> **WHAT YOU NEED TO DO**:
Output the records from their first line through the line that contains "box: [487, 294, 894, 366]" as a JSON list of strings, one string per line, with blank lines left out.

-- TASK INPUT follows --

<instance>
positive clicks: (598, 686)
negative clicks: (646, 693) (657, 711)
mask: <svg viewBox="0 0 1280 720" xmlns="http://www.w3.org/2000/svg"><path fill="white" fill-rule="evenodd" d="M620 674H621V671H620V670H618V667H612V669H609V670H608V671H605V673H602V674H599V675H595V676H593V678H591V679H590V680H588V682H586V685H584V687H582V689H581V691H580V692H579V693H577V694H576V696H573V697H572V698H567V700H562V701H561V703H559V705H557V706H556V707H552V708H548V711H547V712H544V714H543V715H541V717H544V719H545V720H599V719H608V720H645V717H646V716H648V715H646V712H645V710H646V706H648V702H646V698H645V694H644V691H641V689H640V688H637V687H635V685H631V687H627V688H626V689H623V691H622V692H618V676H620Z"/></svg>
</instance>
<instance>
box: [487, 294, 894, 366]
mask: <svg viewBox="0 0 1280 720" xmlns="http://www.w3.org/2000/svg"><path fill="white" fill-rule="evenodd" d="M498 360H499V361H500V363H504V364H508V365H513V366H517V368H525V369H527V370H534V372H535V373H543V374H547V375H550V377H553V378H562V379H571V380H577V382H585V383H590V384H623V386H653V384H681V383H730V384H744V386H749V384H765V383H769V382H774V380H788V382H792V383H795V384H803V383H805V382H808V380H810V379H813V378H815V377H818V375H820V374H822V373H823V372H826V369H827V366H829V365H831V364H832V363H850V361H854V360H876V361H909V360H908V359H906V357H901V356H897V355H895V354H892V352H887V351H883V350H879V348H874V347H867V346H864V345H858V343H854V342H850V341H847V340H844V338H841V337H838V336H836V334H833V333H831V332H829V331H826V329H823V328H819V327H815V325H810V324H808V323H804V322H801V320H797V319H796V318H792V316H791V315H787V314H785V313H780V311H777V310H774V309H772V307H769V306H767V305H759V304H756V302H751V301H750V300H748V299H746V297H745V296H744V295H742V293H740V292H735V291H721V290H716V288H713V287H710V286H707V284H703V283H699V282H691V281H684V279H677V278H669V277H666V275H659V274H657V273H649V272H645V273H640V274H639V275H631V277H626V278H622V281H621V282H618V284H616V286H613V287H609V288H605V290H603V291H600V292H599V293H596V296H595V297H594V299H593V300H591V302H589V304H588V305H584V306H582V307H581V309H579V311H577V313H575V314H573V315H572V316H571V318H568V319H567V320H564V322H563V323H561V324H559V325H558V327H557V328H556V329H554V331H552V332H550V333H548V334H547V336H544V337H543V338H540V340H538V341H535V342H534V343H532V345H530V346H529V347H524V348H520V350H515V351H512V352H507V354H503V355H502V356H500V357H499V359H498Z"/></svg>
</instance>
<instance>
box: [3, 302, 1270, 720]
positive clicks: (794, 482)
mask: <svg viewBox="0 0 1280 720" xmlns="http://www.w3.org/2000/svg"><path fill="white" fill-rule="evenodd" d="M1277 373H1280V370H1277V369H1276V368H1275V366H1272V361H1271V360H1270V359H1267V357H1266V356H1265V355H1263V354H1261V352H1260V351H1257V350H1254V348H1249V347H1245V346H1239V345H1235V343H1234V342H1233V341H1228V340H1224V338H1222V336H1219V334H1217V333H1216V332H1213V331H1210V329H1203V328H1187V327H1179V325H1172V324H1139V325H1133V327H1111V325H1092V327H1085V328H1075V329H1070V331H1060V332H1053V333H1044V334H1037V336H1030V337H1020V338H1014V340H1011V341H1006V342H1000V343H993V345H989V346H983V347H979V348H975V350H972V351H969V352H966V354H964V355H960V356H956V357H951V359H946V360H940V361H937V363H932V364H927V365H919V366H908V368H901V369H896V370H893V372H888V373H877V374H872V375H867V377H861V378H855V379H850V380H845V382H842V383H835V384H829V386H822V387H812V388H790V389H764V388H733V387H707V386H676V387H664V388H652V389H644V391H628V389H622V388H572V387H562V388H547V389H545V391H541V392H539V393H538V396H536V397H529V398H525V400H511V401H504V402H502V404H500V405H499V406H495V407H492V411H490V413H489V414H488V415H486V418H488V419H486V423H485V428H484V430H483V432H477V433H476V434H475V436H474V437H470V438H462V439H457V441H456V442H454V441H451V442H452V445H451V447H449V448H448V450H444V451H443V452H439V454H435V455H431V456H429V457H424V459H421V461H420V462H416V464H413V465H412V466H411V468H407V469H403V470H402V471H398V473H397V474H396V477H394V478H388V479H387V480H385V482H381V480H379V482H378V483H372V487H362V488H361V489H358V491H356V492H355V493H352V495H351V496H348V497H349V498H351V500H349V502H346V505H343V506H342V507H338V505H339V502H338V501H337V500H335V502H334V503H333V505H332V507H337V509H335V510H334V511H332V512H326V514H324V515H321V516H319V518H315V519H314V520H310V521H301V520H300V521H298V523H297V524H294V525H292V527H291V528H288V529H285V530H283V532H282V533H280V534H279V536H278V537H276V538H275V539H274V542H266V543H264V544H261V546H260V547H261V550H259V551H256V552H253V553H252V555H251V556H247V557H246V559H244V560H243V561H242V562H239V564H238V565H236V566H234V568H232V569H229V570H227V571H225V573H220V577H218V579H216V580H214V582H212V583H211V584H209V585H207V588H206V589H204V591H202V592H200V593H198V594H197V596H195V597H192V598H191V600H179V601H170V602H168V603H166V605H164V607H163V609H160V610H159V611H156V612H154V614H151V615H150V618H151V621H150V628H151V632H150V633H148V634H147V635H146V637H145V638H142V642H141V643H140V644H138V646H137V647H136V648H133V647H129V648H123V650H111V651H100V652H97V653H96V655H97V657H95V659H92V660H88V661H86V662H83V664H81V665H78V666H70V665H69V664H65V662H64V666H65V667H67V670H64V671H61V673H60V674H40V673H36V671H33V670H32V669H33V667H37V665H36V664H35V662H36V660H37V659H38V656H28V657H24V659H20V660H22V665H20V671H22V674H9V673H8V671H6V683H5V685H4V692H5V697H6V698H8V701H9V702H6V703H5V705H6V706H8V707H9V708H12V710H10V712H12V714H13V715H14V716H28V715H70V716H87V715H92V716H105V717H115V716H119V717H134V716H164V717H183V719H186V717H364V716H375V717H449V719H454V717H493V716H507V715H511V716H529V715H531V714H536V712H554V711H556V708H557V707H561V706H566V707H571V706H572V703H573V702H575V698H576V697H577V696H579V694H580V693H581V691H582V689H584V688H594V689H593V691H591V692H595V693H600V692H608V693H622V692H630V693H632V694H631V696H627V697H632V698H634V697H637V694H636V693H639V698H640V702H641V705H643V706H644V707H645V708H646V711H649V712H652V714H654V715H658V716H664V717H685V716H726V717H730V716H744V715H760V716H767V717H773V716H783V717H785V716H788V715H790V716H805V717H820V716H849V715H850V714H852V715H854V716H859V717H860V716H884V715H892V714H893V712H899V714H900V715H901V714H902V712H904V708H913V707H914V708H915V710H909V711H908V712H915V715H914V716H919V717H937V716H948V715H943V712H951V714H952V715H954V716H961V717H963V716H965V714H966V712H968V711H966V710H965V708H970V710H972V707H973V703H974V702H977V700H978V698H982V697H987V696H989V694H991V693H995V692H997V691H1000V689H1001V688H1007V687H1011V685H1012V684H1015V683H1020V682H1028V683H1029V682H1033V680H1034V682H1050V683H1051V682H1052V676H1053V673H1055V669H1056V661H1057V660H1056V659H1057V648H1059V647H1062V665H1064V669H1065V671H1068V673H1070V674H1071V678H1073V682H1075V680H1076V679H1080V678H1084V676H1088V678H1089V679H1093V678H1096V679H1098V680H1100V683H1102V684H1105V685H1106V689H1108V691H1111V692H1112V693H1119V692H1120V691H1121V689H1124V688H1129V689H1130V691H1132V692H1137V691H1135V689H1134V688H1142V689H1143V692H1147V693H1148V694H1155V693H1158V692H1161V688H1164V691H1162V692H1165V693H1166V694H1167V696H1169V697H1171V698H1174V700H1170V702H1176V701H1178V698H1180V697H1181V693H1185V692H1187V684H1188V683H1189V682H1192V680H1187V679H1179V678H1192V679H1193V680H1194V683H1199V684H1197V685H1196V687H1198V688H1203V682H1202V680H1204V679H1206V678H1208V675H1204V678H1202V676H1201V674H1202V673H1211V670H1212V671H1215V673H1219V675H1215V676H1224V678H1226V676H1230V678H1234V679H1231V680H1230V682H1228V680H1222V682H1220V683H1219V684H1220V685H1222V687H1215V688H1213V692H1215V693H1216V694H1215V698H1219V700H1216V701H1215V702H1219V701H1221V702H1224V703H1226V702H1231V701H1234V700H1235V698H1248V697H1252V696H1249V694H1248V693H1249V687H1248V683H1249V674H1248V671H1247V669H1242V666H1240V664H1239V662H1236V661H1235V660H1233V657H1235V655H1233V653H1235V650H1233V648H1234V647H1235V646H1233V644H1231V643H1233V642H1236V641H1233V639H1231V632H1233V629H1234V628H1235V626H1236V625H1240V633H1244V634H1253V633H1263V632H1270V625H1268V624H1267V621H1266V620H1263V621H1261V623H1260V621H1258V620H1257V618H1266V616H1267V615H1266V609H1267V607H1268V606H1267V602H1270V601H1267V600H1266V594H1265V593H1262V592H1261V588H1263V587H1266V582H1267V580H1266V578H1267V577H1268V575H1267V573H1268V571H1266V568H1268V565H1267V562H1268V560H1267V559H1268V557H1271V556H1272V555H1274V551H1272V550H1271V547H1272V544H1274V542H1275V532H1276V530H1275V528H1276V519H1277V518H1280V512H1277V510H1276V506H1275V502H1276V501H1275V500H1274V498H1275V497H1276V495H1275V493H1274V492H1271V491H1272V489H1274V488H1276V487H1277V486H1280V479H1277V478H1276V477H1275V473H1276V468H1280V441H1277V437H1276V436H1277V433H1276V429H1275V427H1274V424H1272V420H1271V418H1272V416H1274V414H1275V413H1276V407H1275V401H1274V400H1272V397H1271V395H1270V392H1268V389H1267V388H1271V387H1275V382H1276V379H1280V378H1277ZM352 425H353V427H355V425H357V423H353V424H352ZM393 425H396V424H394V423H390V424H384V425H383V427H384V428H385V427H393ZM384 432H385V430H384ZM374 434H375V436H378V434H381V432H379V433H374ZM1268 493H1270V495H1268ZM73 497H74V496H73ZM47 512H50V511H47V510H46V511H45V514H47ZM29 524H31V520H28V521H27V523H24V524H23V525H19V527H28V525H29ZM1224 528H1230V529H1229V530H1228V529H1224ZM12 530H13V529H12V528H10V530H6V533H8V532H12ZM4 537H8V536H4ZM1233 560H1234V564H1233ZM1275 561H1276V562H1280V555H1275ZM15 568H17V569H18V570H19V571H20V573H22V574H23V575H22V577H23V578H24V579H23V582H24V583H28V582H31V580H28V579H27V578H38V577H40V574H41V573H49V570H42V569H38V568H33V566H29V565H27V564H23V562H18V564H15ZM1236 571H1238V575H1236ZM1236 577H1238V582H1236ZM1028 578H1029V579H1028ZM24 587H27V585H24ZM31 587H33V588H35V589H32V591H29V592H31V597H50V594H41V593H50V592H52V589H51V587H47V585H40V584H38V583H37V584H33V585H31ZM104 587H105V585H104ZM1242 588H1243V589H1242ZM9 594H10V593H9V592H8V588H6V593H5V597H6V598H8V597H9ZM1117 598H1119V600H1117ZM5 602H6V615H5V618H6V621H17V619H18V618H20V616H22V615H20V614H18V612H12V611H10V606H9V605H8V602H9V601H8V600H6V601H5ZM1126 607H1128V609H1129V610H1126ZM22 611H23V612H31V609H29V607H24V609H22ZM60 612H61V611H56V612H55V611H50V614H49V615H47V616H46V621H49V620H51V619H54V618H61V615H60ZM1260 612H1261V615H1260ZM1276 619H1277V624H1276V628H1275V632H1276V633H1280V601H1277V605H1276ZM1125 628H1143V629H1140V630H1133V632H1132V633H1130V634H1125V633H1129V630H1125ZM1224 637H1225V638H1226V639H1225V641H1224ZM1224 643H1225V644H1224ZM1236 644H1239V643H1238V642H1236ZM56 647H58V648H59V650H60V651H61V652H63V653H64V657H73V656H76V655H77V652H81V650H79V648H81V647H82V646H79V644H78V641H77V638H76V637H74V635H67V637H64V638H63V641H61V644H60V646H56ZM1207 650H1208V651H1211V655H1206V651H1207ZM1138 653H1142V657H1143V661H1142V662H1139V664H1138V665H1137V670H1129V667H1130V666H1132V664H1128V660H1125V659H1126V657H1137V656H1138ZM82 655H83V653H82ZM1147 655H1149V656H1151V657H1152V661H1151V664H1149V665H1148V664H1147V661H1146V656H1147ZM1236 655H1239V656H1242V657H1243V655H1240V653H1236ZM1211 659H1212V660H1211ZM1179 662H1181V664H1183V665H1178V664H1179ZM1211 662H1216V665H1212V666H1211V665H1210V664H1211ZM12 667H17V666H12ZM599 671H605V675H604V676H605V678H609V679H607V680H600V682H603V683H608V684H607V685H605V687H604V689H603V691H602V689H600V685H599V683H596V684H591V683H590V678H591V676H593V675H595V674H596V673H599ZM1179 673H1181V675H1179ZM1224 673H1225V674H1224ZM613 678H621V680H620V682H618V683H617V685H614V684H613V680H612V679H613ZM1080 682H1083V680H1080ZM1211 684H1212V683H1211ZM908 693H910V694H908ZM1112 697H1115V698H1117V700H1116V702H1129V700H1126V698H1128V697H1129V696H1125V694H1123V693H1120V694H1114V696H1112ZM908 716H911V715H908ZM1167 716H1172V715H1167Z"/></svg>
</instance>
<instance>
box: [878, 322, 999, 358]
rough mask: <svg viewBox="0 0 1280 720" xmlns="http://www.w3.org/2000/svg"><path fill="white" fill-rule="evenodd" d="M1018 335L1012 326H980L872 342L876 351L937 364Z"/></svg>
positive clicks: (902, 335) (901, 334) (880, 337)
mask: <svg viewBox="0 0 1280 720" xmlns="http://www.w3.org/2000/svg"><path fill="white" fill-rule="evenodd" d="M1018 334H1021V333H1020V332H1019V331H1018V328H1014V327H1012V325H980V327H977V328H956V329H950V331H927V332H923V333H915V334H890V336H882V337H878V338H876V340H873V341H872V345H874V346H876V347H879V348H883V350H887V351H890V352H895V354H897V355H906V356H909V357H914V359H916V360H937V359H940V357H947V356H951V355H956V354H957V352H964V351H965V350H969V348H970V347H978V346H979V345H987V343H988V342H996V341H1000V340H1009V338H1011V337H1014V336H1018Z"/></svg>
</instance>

-- TASK INPUT concluded --

> **RESPONSE FOR THIS EXERCISE**:
[
  "<instance>",
  "positive clicks: (598, 686)",
  "negative clicks: (646, 693) (657, 711)",
  "mask: <svg viewBox=\"0 0 1280 720\" xmlns=\"http://www.w3.org/2000/svg\"><path fill=\"white\" fill-rule=\"evenodd\" d=\"M620 674H621V671H620V670H618V667H612V669H609V670H608V671H605V673H602V674H599V675H595V676H593V678H591V679H590V680H588V682H586V685H584V687H582V689H581V691H580V692H579V693H577V694H576V696H573V697H572V698H567V700H562V701H561V703H559V705H557V706H556V707H552V708H548V711H547V712H544V714H543V715H541V717H544V719H545V720H599V719H608V720H645V717H646V716H648V715H646V712H645V710H646V706H648V702H646V698H645V694H644V691H641V689H640V688H637V687H635V685H631V687H627V688H626V689H623V691H622V692H618V676H620Z\"/></svg>",
  "</instance>",
  "<instance>",
  "box: [487, 294, 894, 366]"
]